━━ SELECTION
Kitzingen () is a town in the German state of Bavaria, capital of the district Kitzingen. It is part of the Franconia geographical region and has around 21,000 inhabitants. Surrounded by vineyards, Kitzingen County is the largest wine producer in Bavaria. It is said to be Franconia's wine trade center.

History

According to legend, Kitzingen was founded when the Countess of Schwanberg lost her jeweled scarf while standing on the ramparts of her castle. The castle was located high above the fertile section of the Main Valley where Kitzingen now lies. The Countess promised to build a cloister on the spot where the scarf was found. When it was found by a shepherd named Kitz, she kept her word and built a cloister which she called Kitzingen. That Benedictine cloister, founded in the 8th century on the site of the present town of Kitzingen, defended the ford across the river Main.

Kitzingen's history is closely tied to Würzburg. Kitzingen became a free imperial city around the year 1000. During the next century the town changed rulers often, mostly being ruled by Würzburg prince-bishops who sold the town twice to fill their empty treasury.
━━━━
━━ EXCERPTED DATA
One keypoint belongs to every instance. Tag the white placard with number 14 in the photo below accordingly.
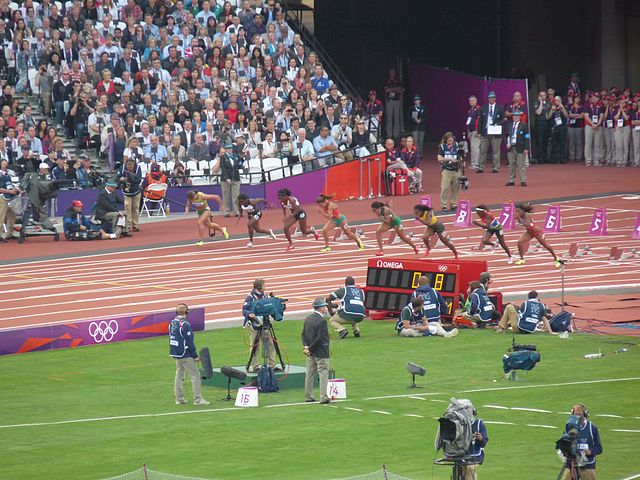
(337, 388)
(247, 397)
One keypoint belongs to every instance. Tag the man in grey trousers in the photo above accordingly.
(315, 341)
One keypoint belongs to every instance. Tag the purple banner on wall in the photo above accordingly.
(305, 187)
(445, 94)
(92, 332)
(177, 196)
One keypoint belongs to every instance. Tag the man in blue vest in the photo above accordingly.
━━━━
━━ EXCERPTED DATA
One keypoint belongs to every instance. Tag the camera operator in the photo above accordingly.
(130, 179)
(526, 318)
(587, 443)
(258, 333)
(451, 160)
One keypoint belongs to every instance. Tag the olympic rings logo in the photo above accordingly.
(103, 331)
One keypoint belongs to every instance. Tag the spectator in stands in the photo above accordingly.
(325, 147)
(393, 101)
━━━━
━━ EXCERPTED DATA
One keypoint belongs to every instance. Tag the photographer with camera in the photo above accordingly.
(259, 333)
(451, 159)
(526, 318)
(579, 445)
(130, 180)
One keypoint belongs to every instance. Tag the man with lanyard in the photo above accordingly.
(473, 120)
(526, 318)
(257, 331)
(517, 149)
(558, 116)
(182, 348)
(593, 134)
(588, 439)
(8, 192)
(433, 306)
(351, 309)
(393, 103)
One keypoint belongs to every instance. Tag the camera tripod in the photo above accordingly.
━━━━
:: EXERCISE REQUIREMENTS ::
[1] Summarize the Kitzingen text above in two sentences.
[2] From the Kitzingen text above, reproduce the part from "According to legend, Kitzingen" to "their empty treasury." word for word.

:: ANSWERS BELOW ::
[1] Kitzingen is a Bavarian town of around 21,000 inhabitants, the capital of Kitzingen district and, with its surrounding vineyards, the center of Bavaria's largest wine-producing county. Legend says it began with a cloister the Countess of Schwanberg built where a shepherd named Kitz found her lost scarf, and the town, closely tied to Würzburg, became a free imperial city around 1000 before changing rulers often.

[2]
According to legend, Kitzingen was founded when the Countess of Schwanberg lost her jeweled scarf while standing on the ramparts of her castle. The castle was located high above the fertile section of the Main Valley where Kitzingen now lies. The Countess promised to build a cloister on the spot where the scarf was found. When it was found by a shepherd named Kitz, she kept her word and built a cloister which she called Kitzingen. That Benedictine cloister, founded in the 8th century on the site of the present town of Kitzingen, defended the ford across the river Main.

Kitzingen's history is closely tied to Würzburg. Kitzingen became a free imperial city around the year 1000. During the next century the town changed rulers often, mostly being ruled by Würzburg prince-bishops who sold the town twice to fill their empty treasury.